- _Exercise goal_
Repeat every record below exactly as written.

- _Supplied material_
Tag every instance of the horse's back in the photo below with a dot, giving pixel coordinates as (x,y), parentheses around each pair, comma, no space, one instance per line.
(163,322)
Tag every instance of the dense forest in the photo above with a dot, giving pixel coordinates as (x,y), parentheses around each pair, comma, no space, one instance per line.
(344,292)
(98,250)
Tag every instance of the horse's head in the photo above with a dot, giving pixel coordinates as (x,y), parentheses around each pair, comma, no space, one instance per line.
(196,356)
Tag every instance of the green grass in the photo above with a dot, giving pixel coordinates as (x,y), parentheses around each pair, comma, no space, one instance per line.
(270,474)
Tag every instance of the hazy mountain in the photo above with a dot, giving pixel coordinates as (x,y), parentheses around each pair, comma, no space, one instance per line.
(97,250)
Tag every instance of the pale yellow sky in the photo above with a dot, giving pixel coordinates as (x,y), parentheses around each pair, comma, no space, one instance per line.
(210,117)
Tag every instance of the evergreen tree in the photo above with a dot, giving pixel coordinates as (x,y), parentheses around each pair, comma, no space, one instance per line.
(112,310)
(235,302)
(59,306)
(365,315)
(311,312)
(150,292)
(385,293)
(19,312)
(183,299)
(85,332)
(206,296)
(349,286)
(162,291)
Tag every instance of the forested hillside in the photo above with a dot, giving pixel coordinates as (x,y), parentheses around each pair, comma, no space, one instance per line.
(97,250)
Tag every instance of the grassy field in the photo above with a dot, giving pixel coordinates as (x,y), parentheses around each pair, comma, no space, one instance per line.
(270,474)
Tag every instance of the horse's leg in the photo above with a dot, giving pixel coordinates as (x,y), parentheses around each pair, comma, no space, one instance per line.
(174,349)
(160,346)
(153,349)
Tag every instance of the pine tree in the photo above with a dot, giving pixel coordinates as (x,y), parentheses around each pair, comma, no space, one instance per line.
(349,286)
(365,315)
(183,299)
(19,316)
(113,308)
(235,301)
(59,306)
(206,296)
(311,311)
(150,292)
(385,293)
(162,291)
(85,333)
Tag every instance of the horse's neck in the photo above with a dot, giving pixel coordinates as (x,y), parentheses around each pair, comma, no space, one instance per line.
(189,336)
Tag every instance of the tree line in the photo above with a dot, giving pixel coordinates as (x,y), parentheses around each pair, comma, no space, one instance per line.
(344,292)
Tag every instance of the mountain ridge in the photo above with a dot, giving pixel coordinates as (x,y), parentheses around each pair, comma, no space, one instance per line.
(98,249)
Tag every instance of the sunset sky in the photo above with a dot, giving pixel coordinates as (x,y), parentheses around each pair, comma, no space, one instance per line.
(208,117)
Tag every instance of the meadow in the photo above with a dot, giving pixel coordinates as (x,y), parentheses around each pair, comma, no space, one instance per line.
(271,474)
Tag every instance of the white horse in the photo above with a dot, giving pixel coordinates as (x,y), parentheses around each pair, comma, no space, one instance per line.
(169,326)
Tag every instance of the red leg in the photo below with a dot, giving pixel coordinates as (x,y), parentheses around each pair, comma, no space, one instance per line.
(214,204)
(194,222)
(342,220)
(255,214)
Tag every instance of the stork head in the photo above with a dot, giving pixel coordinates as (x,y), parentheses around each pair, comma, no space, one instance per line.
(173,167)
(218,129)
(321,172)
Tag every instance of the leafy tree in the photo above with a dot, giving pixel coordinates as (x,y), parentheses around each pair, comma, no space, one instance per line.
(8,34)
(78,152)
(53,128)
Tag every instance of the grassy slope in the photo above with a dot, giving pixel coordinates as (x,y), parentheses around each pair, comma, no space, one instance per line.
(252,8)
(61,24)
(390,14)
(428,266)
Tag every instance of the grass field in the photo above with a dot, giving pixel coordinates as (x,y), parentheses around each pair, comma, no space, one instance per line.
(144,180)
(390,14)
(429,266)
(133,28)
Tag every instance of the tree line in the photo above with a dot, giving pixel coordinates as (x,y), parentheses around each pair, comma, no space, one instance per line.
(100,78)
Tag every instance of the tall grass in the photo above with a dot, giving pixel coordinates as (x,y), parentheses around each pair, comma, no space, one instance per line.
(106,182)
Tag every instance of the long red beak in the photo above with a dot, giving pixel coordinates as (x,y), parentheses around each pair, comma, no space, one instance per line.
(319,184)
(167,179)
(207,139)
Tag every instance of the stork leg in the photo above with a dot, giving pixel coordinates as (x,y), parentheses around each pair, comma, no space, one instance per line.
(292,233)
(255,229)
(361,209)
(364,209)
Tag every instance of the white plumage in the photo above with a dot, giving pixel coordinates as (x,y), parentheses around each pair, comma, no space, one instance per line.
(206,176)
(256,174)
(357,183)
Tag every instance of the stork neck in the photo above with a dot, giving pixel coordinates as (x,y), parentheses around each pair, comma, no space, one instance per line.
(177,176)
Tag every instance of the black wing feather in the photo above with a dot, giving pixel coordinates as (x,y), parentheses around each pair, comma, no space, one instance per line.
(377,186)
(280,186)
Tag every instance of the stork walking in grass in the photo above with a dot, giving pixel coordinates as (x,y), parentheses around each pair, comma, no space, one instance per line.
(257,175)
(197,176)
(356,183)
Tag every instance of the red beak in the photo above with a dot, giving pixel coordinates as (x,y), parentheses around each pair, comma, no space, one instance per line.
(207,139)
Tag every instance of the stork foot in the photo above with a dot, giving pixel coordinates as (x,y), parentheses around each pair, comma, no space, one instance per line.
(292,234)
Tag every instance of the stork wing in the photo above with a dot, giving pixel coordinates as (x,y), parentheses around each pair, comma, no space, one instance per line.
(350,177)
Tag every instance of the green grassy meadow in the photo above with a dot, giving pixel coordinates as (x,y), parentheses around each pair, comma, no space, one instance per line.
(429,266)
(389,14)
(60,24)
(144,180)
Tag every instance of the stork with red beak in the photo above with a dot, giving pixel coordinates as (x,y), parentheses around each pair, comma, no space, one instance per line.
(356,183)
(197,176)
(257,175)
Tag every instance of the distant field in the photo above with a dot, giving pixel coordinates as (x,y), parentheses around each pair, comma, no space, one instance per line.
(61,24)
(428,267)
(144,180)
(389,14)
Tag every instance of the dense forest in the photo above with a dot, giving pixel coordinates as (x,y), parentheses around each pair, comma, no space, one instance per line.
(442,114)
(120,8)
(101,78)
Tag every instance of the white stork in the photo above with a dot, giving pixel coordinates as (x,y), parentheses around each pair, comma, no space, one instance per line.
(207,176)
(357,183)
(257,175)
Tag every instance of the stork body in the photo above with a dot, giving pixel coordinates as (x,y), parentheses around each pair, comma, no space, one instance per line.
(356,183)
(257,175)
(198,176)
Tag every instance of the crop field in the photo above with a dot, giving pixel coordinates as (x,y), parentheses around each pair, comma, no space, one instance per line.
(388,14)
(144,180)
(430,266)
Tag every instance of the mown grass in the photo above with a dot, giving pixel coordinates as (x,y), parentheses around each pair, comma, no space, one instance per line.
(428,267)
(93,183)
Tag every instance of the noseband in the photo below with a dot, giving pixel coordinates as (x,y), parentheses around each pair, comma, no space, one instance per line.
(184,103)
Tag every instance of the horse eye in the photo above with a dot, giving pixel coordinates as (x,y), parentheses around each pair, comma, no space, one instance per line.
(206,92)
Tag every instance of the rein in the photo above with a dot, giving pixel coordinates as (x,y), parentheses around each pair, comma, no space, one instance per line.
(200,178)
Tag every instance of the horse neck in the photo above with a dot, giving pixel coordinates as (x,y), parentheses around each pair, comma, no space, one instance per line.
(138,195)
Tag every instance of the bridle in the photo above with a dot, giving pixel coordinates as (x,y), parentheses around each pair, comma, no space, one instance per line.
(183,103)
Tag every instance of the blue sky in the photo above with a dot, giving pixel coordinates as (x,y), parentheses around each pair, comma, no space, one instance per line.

- _Reply_
Tag every instance of the horse's back in the photo below with a dot, giving pixel coordinates as (x,y), parentheses around each pair, comma, no space, one instance per line.
(163,322)
Tag every instance of the dense forest in the photo above with a dot, giving pixel coordinates as (x,y), parentheses around each pair, comma, no space, one instance per line.
(344,292)
(98,250)
Tag every instance of the horse's head in the photo above with a dot, giving pixel coordinates as (x,y), parentheses around each pair, comma, no space, one instance per line.
(196,356)
Tag every instance of the green grass in the photo above with a dot, giving pixel coordinates as (x,y), parentheses around each pair, comma, no space, one instance per line.
(270,474)
Tag every instance of the hazy mountain in the photo above with a dot, giving pixel coordinates as (x,y), parentheses around each pair, comma, no space, one instance per line.
(97,250)
Tag every instance of the pale yellow sky in the photo above with a dot, giving pixel coordinates as (x,y), parentheses around each pair, comma, no space, one instance per line.
(210,117)
Tag every instance of the evergreen tree in the photo above with a dot, giving pixel coordinates as (x,y), parentheses around each pair, comma, no space, one instance per line.
(112,310)
(235,302)
(59,306)
(365,315)
(311,312)
(150,292)
(385,293)
(19,312)
(183,299)
(85,332)
(206,296)
(349,286)
(162,291)
Tag every instance of the forested hillside in the photo above with a dot, giving pixel coordinates as (x,y), parentheses around each pair, comma, no space, one instance per line.
(97,250)
Tag every instance of the grassy field in the photo above with a dot, giving pixel coordinates as (x,y), parentheses around each pair, comma, no space, one instance per line.
(270,474)
Tag every instance of the horse's leg in the photo above with a dot, giving pixel coordinates as (x,y), parentheses around each pair, comma, no space, one instance per line.
(174,349)
(160,346)
(153,349)
Tag every instance of the pine tree in the photo above with a dot, giving pixel coordinates as (x,y), parentheses around each pair, comma, no space, one instance per line.
(349,286)
(365,315)
(183,299)
(19,316)
(113,308)
(235,301)
(59,306)
(206,296)
(311,311)
(150,292)
(385,293)
(162,291)
(85,333)
Tag every instance of the horse's neck in the photo above with a dot, giving pixel coordinates as (x,y), parentheses around each pair, comma, no space, one instance per line.
(189,336)
Tag every instance of the tree line in the photo above with a dot, giving pixel coordinates as (x,y), parentheses around each pair, comma, no space, one instance per line.
(344,292)
Tag every instance of the mountain ridge in the photo above with a dot, giving pixel coordinates as (x,y), parentheses around each pair, comma, no space, one instance per line.
(98,249)
Tag every instance of the sunset sky in the photo above with a dot, giving pixel coordinates as (x,y), parentheses around each pair, comma, no space, one instance per line.
(208,117)
Tag every instance of the meadow in the photo above with a dot, giving pixel coordinates as (x,y), parentheses around each pair, comma, no space, one instance per line.
(271,474)
Tag every instance of the white horse in the photo above with a dot, giving pixel coordinates as (x,y), parentheses around each pair, comma, no space, one instance per line.
(169,326)
Tag every instance of the red leg in the photo below with a dot, giving pixel coordinates as (x,y), parentheses around each pair, comma, no space, one instance per line.
(214,204)
(194,222)
(342,220)
(255,214)
Tag every instance of the stork head in the photo above with a dot, giving pixel coordinates as (x,y), parentheses around each pair, comma, no space, one instance per line.
(173,167)
(218,129)
(321,172)
Tag every instance of the leafy tree in the photo above with a dot, giving pixel coordinates as (x,y), parentheses around each pair, comma, no space, one instance per line.
(8,34)
(78,152)
(53,128)
Tag every instance of the grassy slope in the photo above with a dot, giving pixel coordinates as (x,y), parentheses around each pair, comma, no space, one instance per line.
(252,8)
(61,24)
(390,14)
(428,266)
Tag every instance of the grass field in the photo above with a dot, giving pixel coordinates as (x,y), parentheses around each pair, comma, no space, one instance per line.
(144,180)
(390,14)
(429,266)
(133,28)
Tag every instance of the tree line in the photo above with a dot, giving pixel coordinates as (x,y), parentheses around each pair, comma, no space, one instance per line.
(100,78)
Tag every instance of the tall grass in the photo above with a dot, giving pixel coordinates as (x,y), parentheses around each pair, comma, no space, one instance per line.
(106,182)
Tag every instance of the long red beak in the photo above with a dot, giving pixel coordinates as (x,y), parentheses around each pair, comma, no space, one instance per line.
(319,184)
(167,179)
(207,139)
Tag every instance of the stork leg in the photo above with a dot, giving pixel coordinates as (x,y), parentheses around each pair, comma, no space, one instance per line.
(292,233)
(255,229)
(361,209)
(364,209)
Tag every instance of the white plumage in the photo above with a dot, giving pixel coordinates as (x,y), parentheses around each pair, comma, no space, one instance per line.
(206,176)
(256,174)
(357,183)
Tag every instance of the stork neck in the photo above with a dot, giving pixel coordinates as (x,y), parentheses around each pair, comma, no space, one instance per line.
(177,176)
Tag every instance of the black wing feather in the photo above with a dot, giving pixel coordinates as (x,y), parentheses around each pair, comma, no space, one instance per line.
(377,186)
(280,186)
Tag every instance of the stork walking in grass in the photo above with a dot, giving pixel coordinates as (x,y), parentheses around each pair, comma, no space, one instance per line.
(257,175)
(197,176)
(356,183)
Tag every instance of the red beak in the photo above with a dot, giving pixel coordinates as (x,y), parentheses around each pair, comma, no space, one instance per line.
(207,139)
Tag every instance of the stork foot in the photo above with a dot, giving pixel coordinates as (x,y), parentheses around each pair, comma, no space, one instance per line.
(292,234)
Tag every instance of the stork wing in the photo above with a dot, giving pixel coordinates as (x,y), parentheses around each pair, comma, no space, one instance per line.
(350,177)
Tag every instance of the green grassy meadow in the photo above with a dot, giving pixel coordinates as (x,y), parentheses around each pair, comma, no space, one instance per line.
(429,266)
(389,14)
(60,24)
(144,180)
Tag every instance of the stork with red beak in the photo above with a dot, giving pixel coordinates as (x,y), parentheses around each pair, comma, no space, one instance per line.
(356,183)
(197,176)
(257,175)
Tag every instance of the distant field in the photo above with a dot, giving pixel coordinates as (x,y), parentheses around each pair, comma, no space, one instance per line.
(61,24)
(428,267)
(144,180)
(389,14)
Tag every instance of the dense forest in the photo above with a dot, giving pixel coordinates as (x,y), parentheses around each pair, comma, no space, one instance per line.
(442,114)
(120,8)
(101,78)
Tag every instance of the white stork in the photo above with a dot, giving pixel coordinates as (x,y), parentheses around each pair, comma, no space, one instance per line.
(207,176)
(357,183)
(257,175)
Tag every instance of the stork body in the photo above with a dot, giving pixel coordinates as (x,y), parentheses around each pair, comma, no space, one instance per line.
(356,183)
(257,175)
(198,176)
Tag every instance of the crop field in the photo above with a dot, giving pixel coordinates as (x,y), parentheses around each pair, comma, no space, one instance per line.
(388,14)
(144,180)
(430,266)
Tag every instance of the mown grass in the photo above with a dot, giving pixel coordinates as (x,y), parentheses around each pair, comma, no space, one instance per line.
(428,267)
(93,183)
Tag every instance of the noseband in the photo below with a dot, giving pixel coordinates as (x,y), parentheses around each pair, comma, no space, one instance per line.
(184,103)
Tag every instance of the horse eye in the photo above with a dot, giving pixel coordinates as (x,y), parentheses around each pair, comma, no space, one instance per line.
(206,92)
Tag every instance of the rein in the photo above with a dot, giving pixel coordinates as (x,y), parentheses around each pair, comma, no space, one instance per line.
(200,178)
Tag every instance of the horse neck in the photo above with a dot, giving pixel coordinates as (x,y), parentheses around each pair, comma, no space, one instance per line.
(138,195)
Tag every instance of the bridle in the photo above with a dot, giving pixel coordinates as (x,y), parentheses around each pair, comma, no space, one instance per line.
(183,103)
Tag every instance of the blue sky in the photo above with a dot, giving pixel coordinates as (x,y), parentheses around each pair, comma, no space, one instance per line.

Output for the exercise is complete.